Sur le fil de la folie

Par Louise Philippossian

Une critique sur le spectacle :
Dr Nest / Collectif Familie Flöz / Mise en scène par Hajo Schüler / Théâtre Équilibre-Nuithonie / 6 mars 2020 / Plus d’infos

©Valeria Tomasulo

Le collectif Berlinois Familie Flöz est revenu vendredi dernier à Équilibre pour présenter une création tragicomique, Dr. Nest. Spécialiste du théâtre de masques, la compagnie propose ici un voyage dans le monde intérieur de la nature humaine pour questionner la normalité. Personnages aux masques expressifs, décors d’hôpital modulables et sons dissonants déstabilisent le spectateur dans ses certitudes et éveillent les consciences.

Le spectacle commence alors que les lumières de la salle sont encore allumées, mais la folie est déjà palpable. Alors qu’un comédien s’invite dans le public pour poinçonner les billets avec une perforatrice, trois autres sont sur scène et déambulent en sous-vêtements déguenillés. Lorsqu’un cinquième entre sur scène, tous s’arrêtent, pour ne s’intéresser plus qu’à la blouse qu’il porte et qu’ils tentent alors de s’arracher. La blouse blanche, on le devine, représente la frontière entre le normal et l’anormal, entre le médecin et le fou, entre la santé et la maladie. Le spectacle ne fera que questionner cette limite.

L’intrigue est simple : un nouveau médecin, le Docteur Nest, arrive pour prendre ses fonctions dans un asile isolé, où se mêlent patients aliénés, médecins très sérieux et infirmières occupées. Passionné par son métier, il met rapidement son savoir au service de l’établissement. Mais la curiosité et l’empathie dont il fait preuve lors de ses consultations repoussent rapidement la barrière entre médecin et patients pour faire découvrir  à chacun ses souvenirs enfouis, ses démons et sa personnalité divisée. Peu à peu, dans un jeu de retournement, les patients s’amusent avec le docteur et deviennent le reflet de ses propres doutes et instabilités.

Questions:
a) Reproduisez fidèlement le passage de la critique du spectacle Dr Nest qui s'ouvre sur les mots « Sur le fil de » et se clôt sur « éveillent les consciences. ».
b) Poursuivez la critique du spectacle Dr Nest après sa dernière phrase.

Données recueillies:
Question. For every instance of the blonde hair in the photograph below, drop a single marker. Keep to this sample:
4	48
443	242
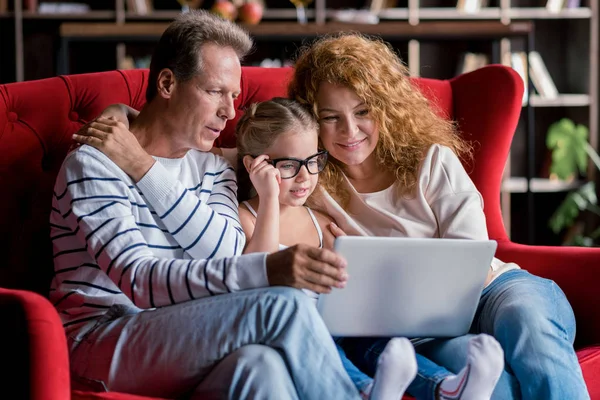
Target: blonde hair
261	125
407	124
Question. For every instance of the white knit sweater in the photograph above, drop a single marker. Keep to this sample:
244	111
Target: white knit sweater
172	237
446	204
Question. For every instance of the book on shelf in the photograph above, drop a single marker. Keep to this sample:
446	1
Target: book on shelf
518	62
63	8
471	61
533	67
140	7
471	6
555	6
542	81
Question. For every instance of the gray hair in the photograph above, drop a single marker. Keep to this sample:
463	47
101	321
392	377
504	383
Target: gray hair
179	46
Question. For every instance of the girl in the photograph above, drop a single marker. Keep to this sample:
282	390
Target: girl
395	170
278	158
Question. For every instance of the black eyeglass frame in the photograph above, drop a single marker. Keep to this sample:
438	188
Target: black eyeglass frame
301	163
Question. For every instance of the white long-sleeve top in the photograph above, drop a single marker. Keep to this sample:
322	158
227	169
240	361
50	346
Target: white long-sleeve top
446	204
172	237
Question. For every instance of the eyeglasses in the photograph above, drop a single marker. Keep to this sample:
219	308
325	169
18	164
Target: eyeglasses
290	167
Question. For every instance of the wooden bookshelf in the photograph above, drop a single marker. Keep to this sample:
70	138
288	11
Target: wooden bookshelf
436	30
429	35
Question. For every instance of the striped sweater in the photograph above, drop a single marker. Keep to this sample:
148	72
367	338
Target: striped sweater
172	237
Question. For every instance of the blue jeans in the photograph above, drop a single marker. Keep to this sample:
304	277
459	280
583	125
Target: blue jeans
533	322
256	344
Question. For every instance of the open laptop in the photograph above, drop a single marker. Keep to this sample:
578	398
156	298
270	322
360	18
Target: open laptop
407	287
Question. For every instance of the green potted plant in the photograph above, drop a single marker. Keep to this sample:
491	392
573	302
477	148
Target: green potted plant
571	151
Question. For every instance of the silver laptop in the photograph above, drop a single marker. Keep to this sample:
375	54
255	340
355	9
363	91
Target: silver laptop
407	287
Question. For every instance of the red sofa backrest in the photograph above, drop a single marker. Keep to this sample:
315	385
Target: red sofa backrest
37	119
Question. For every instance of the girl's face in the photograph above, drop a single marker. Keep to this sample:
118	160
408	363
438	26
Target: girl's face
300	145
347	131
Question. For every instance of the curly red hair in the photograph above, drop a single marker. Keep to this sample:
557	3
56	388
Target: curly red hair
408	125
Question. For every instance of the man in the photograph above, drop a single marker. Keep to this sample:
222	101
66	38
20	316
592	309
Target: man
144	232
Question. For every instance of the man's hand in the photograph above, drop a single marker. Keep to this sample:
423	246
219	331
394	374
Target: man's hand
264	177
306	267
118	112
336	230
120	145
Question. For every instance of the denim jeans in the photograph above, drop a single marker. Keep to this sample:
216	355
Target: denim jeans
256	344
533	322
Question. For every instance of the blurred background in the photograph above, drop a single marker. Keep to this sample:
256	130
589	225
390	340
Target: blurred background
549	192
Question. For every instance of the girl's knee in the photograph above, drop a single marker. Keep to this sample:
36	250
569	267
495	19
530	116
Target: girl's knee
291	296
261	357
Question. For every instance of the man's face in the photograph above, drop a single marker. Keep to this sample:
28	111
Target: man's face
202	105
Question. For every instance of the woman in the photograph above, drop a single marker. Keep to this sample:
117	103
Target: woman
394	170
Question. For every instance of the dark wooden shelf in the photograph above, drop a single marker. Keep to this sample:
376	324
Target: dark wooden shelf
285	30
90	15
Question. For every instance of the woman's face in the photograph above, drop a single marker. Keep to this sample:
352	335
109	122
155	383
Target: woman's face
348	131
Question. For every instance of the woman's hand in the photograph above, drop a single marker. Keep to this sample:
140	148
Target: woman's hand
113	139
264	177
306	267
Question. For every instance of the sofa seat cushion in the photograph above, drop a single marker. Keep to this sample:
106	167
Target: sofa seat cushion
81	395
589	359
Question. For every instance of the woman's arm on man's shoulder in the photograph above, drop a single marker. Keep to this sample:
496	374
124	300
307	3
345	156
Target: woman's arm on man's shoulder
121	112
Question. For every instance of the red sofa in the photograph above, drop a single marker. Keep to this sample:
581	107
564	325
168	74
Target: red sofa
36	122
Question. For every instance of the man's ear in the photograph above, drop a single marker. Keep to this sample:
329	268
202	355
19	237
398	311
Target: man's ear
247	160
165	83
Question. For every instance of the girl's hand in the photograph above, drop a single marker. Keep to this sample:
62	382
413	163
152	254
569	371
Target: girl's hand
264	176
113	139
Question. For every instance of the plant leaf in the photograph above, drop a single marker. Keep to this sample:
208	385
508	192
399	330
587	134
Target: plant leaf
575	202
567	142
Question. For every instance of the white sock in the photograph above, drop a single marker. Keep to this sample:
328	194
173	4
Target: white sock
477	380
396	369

Réponses aux tâches:
a)
Sur le fil de la folie

Par Louise Philippossian

Une critique sur le spectacle :
Dr Nest / Collectif Familie Flöz / Mise en scène par Hajo Schüler / Théâtre Équilibre-Nuithonie / 6 mars 2020 / Plus d’infos

©Valeria Tomasulo

Le collectif Berlinois Familie Flöz est revenu vendredi dernier à Équilibre pour présenter une création tragicomique, Dr. Nest. Spécialiste du théâtre de masques, la compagnie propose ici un voyage dans le monde intérieur de la nature humaine pour questionner la normalité. Personnages aux masques expressifs, décors d’hôpital modulables et sons dissonants déstabilisent le spectateur dans ses certitudes et éveillent les consciences.

b)
Les masques de papier mâché aux traits forcés, au regard vide et à l’expression figée n’empêchent pas les interprètes de transmettre histoire et sentiments sans aucune parole, par un travail des mouvements dans le moindre détail. La fragilité, les doutes et les questionnements du Docteur Nest sont palpables dans ses doigts qui se tordent, dans ses hésitations mais aussi dans ses interactions avec les patients, qui le malmènent et qui l’aiment à la fois. Le public rit aussi, très fort, car dans la confrontation des différences, des situations burlesques et fantaisistes surgissent.

Cette impuissance du protagoniste est soulignée par la mise en scène : tout se floute, tout se met en mouvement autour de lui. Les cinq comédiens interprètent avec beaucoup de talent près d’une vingtaine de personnages, ce qui exige à chaque changement une transformation rapide de masques et de costumes. Le décor contribue aussi à cette impression d’instabilité. Composé de plusieurs éléments muraux mobiles (portes, fenêtres, murs), il change sans cesse pour créer à chaque scène d’autres espaces de plus en plus déconstruits et de plus en plus isolés. La musique qui accompagne les changements de tableau crée une atmosphère mélancolique, sublimée par un travail d’ombres projetées très précis. La mise en scène propose un voyage très visuel et très réussi dans le monde du Docteur Nest, pas plus docteur que malade et surtout à la recherche de lui-même dans ses propres fêlures intérieures. Chaque individu s’y révèle complexe, car profondément humain, l’ensemble formant ce tout qui se nomme la nature humaine, drôle et triste à la fois.